[start of DATA LINES]

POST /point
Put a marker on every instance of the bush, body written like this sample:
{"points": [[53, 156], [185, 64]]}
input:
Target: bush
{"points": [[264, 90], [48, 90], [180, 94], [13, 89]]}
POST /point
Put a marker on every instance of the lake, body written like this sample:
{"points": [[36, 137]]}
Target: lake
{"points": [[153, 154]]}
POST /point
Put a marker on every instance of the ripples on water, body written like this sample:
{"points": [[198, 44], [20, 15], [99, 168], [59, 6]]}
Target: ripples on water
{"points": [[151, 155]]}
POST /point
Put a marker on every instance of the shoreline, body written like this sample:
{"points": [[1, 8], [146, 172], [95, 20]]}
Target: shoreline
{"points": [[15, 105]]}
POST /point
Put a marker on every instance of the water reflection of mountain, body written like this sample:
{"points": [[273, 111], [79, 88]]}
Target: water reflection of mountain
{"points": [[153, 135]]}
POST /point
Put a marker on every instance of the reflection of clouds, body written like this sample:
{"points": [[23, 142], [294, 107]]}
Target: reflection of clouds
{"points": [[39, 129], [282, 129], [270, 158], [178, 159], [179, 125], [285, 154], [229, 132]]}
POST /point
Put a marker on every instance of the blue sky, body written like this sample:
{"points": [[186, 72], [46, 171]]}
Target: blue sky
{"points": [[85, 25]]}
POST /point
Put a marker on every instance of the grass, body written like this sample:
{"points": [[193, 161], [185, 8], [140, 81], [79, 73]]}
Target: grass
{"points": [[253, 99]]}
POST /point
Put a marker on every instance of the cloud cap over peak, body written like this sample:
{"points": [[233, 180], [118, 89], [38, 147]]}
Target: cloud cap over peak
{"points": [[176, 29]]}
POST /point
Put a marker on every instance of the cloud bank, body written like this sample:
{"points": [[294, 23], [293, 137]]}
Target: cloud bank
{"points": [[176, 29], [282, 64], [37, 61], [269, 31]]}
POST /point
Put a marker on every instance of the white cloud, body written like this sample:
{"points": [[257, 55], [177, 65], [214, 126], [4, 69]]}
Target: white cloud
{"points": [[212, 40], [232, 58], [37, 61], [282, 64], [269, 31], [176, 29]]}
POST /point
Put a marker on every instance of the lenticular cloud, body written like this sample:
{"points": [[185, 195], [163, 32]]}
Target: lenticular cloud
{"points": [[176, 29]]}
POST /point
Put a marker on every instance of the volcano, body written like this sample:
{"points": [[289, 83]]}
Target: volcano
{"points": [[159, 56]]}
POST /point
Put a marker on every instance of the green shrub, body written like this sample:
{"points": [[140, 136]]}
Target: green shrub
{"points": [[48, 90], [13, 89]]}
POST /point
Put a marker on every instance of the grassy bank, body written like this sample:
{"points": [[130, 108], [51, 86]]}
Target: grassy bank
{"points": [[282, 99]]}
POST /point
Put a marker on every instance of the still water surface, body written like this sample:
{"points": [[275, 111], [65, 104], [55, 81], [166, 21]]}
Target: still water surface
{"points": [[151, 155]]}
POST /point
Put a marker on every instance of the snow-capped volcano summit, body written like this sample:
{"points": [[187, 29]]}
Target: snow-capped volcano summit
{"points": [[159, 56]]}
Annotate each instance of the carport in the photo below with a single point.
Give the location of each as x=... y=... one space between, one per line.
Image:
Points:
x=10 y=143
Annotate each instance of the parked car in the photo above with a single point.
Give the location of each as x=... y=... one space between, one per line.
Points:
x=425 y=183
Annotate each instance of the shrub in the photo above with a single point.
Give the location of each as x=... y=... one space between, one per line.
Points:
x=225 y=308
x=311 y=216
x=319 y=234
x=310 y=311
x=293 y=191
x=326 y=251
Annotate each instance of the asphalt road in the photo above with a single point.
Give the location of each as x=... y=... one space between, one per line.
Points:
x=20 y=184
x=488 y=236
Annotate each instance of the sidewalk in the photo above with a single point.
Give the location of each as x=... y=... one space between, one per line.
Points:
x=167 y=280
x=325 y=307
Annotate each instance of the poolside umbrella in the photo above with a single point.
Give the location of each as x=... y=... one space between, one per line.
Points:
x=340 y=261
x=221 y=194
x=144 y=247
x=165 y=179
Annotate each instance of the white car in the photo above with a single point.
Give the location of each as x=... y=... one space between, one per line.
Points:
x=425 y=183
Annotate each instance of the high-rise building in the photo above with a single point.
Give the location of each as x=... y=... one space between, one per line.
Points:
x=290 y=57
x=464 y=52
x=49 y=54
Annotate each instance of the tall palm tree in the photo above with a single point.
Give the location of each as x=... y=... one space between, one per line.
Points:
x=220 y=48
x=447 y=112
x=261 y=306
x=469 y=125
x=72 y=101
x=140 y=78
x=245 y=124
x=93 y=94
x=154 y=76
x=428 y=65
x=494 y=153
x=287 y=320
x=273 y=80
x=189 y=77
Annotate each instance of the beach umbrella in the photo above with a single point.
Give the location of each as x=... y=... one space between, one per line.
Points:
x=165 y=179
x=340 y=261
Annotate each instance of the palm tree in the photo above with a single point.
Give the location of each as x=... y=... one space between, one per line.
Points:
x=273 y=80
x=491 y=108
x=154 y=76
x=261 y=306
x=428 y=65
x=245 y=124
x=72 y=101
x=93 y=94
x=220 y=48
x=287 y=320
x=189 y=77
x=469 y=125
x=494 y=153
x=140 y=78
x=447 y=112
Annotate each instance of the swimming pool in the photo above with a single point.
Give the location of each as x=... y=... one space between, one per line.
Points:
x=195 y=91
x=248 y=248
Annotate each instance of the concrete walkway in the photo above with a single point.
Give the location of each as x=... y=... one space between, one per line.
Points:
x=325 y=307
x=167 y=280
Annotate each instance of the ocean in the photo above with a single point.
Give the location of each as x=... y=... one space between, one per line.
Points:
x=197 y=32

[end of DATA LINES]

## WORK TO DO:
Extract, exactly as they appear, the lines from the one containing "Annotate each instance of the white" through the final line.

## CORRECT RESULT:
Annotate each instance of the white car in the photo above with a single point.
Give the location of each as x=... y=... one space between, one per line.
Points:
x=425 y=183
Annotate each instance of the high-rise building in the photo above with a single point.
Give the location of each as x=... y=... one space between, one per line.
Points:
x=290 y=57
x=464 y=52
x=49 y=54
Annotate each instance of the tall palm tree in the photo above with a single point.
Give the location of each as x=... y=... one space between, one per line.
Points:
x=220 y=48
x=447 y=112
x=261 y=306
x=469 y=125
x=72 y=101
x=140 y=78
x=245 y=124
x=93 y=94
x=154 y=76
x=428 y=65
x=494 y=153
x=287 y=320
x=273 y=80
x=189 y=77
Annotate each instance of the beach umbrella in the photo above with a single point.
Give the location of each as x=... y=... one space between, one per line.
Points:
x=165 y=179
x=340 y=261
Annotate each instance of the palm tree in the photo above with a single point.
Give the location of each as x=... y=... one space between, one per line.
Points:
x=273 y=80
x=491 y=108
x=154 y=76
x=261 y=306
x=428 y=65
x=245 y=124
x=72 y=101
x=93 y=94
x=220 y=48
x=287 y=320
x=189 y=77
x=469 y=125
x=494 y=153
x=140 y=78
x=447 y=112
Annotate each instance of the swimming pool in the photo above with a single point.
Give the location of each as x=... y=... one space between, one per line.
Points:
x=195 y=91
x=248 y=248
Annotate each instance of the concrete walkway in the photo above with a single point.
Give the location of each as x=... y=... one space between, one per line.
Points:
x=325 y=307
x=167 y=280
Annotate each instance of the ocean in the photo above with a single point.
Give the location of each as x=... y=... one space between, one per line.
Points:
x=197 y=32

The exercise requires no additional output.